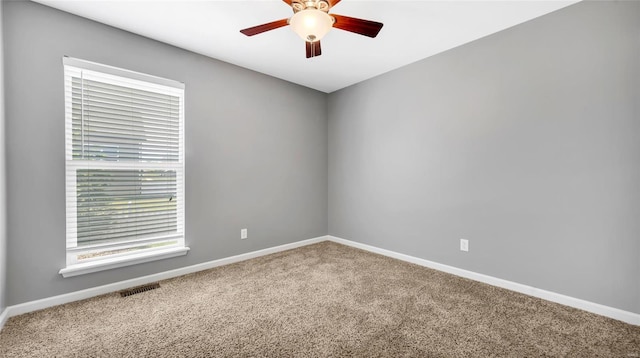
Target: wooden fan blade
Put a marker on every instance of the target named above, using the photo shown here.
(359, 26)
(265, 27)
(313, 49)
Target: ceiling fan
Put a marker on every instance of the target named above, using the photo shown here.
(311, 21)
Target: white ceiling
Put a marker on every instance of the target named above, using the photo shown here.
(412, 30)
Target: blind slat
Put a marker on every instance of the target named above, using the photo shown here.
(117, 122)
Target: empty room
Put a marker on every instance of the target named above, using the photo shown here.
(319, 178)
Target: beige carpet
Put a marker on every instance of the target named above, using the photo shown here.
(323, 300)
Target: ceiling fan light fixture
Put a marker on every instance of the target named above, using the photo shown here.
(311, 24)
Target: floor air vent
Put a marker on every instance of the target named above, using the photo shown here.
(139, 289)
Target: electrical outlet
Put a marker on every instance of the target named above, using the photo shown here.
(464, 245)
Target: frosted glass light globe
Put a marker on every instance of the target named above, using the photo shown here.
(311, 24)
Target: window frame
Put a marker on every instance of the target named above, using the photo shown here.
(166, 245)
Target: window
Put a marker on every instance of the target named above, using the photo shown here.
(124, 137)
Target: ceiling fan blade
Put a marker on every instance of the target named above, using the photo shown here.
(359, 26)
(265, 27)
(313, 49)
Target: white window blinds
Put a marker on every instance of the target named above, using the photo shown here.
(124, 162)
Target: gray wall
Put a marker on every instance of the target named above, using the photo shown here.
(3, 204)
(526, 143)
(256, 150)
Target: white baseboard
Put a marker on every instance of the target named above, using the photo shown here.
(615, 313)
(117, 286)
(625, 316)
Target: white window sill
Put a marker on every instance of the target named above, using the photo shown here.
(108, 264)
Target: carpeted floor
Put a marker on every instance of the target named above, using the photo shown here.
(323, 300)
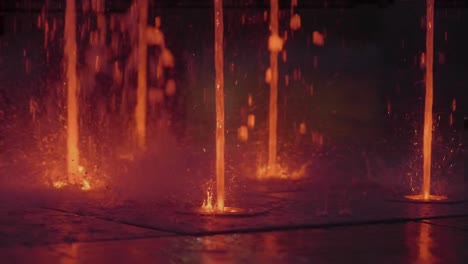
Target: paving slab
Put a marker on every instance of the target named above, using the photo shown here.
(410, 242)
(30, 226)
(288, 210)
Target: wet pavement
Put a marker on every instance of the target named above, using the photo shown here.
(127, 234)
(42, 236)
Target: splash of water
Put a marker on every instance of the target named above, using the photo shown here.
(140, 110)
(275, 46)
(70, 53)
(219, 93)
(427, 136)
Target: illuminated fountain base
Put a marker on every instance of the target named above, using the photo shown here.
(231, 212)
(419, 198)
(431, 198)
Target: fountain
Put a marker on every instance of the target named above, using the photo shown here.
(275, 46)
(427, 135)
(70, 54)
(140, 109)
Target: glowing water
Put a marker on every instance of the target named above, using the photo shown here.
(140, 110)
(219, 93)
(273, 112)
(70, 54)
(427, 140)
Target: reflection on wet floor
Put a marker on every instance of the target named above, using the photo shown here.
(411, 242)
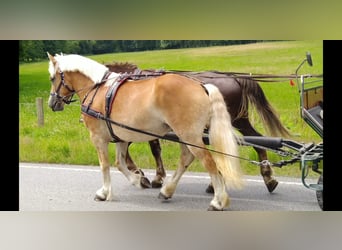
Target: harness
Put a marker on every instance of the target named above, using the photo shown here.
(110, 96)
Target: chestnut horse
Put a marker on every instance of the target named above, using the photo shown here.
(144, 110)
(238, 92)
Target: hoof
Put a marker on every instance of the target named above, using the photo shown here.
(212, 208)
(157, 184)
(145, 183)
(210, 189)
(162, 196)
(271, 185)
(98, 198)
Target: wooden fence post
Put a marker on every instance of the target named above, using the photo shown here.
(40, 111)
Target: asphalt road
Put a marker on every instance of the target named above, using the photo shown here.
(51, 187)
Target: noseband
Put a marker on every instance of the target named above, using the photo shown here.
(68, 98)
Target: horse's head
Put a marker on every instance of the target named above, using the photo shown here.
(61, 93)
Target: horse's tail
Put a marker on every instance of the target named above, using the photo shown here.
(222, 139)
(253, 93)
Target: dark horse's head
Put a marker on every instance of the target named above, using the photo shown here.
(60, 92)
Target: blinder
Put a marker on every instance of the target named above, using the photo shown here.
(68, 98)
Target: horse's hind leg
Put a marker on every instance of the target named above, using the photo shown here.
(104, 193)
(135, 178)
(157, 182)
(266, 170)
(221, 199)
(169, 187)
(145, 183)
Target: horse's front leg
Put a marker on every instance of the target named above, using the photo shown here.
(136, 178)
(105, 192)
(158, 180)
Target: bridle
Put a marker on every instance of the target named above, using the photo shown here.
(68, 98)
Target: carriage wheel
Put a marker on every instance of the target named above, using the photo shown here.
(319, 194)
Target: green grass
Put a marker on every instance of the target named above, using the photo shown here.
(63, 139)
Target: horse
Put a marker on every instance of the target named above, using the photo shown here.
(238, 92)
(154, 110)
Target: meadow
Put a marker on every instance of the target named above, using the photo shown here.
(63, 139)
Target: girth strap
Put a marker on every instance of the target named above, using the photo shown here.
(109, 99)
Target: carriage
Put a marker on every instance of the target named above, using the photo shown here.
(152, 114)
(308, 155)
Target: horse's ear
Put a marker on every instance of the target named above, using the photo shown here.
(51, 58)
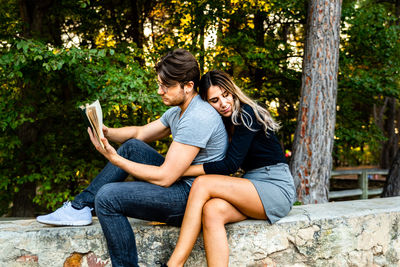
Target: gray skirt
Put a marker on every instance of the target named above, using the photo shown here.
(275, 188)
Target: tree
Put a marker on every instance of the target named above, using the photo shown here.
(392, 184)
(313, 142)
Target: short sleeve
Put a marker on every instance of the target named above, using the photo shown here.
(166, 117)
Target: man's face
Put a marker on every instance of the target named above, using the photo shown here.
(171, 95)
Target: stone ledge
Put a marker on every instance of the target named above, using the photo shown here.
(351, 233)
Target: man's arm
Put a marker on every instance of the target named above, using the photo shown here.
(178, 159)
(150, 132)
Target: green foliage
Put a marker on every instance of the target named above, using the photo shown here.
(42, 135)
(369, 72)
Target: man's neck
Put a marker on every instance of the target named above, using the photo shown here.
(186, 103)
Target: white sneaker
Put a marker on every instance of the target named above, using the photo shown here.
(67, 215)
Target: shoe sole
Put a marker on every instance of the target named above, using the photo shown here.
(66, 223)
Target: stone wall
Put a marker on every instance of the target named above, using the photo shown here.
(351, 233)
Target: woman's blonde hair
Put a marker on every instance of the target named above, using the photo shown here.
(225, 82)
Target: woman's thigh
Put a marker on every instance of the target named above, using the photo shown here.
(239, 192)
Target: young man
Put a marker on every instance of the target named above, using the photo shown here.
(159, 194)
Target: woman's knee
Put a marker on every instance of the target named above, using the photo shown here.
(201, 184)
(214, 212)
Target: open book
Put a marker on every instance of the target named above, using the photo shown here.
(94, 119)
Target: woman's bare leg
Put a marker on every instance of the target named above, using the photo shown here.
(240, 192)
(217, 213)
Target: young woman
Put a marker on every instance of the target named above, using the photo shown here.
(266, 190)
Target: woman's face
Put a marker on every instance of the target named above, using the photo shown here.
(221, 100)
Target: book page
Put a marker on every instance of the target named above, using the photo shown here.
(95, 117)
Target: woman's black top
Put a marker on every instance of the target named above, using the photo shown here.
(248, 149)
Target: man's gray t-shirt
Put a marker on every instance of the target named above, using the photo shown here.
(201, 126)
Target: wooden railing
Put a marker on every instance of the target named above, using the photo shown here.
(362, 190)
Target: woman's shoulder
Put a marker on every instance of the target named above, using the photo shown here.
(248, 109)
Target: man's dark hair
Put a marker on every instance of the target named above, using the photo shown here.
(178, 66)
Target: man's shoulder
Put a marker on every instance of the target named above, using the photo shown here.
(171, 111)
(202, 108)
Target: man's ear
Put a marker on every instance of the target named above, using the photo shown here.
(189, 86)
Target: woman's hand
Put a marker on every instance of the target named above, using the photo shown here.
(108, 151)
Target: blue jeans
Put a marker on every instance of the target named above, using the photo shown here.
(114, 200)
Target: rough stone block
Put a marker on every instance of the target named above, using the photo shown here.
(351, 233)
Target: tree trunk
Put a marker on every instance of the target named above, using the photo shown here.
(311, 162)
(390, 146)
(392, 185)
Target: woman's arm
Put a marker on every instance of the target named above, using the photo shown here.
(194, 170)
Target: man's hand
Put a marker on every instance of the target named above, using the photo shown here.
(105, 131)
(108, 151)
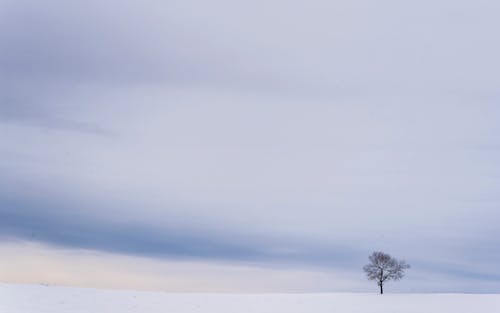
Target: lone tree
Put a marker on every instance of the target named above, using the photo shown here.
(383, 267)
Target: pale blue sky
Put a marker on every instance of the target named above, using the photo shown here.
(269, 134)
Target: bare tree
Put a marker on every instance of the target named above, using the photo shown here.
(383, 267)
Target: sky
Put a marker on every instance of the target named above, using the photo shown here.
(249, 146)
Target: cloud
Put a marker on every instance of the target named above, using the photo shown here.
(275, 132)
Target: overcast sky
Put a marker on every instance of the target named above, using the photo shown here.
(249, 146)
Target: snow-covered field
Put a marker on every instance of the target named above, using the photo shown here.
(39, 299)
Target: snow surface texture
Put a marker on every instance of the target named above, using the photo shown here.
(32, 298)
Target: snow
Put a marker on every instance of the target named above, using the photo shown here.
(39, 299)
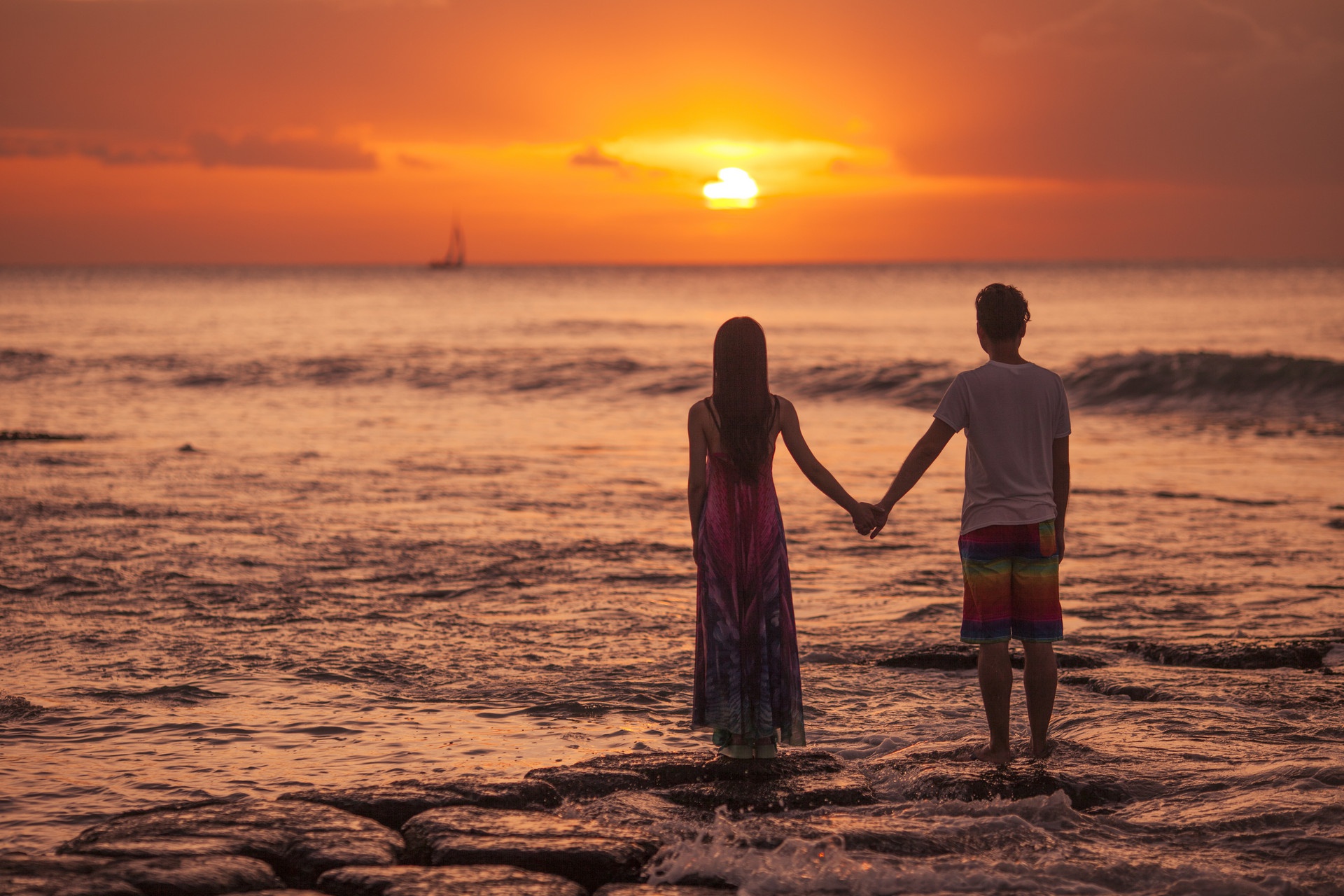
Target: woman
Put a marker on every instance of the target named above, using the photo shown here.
(748, 688)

****************************************

Task to carry out: Starting at the line that contains "Target: man's dark hair" and stopping after the line that contains "Target: woman's hand", write out every line exactly as it appears above, and no other line.

Reply:
Target: man's dark hair
Put a marker on every instance of the target named above, using the photo shown here.
(178, 66)
Target: man's shoulder
Put a marker on every instance of the target named above, using the photo shown here.
(171, 111)
(202, 108)
Target: man's ear
Put a marker on every instance of the target named above, using the photo shown here.
(189, 86)
Target: woman's hand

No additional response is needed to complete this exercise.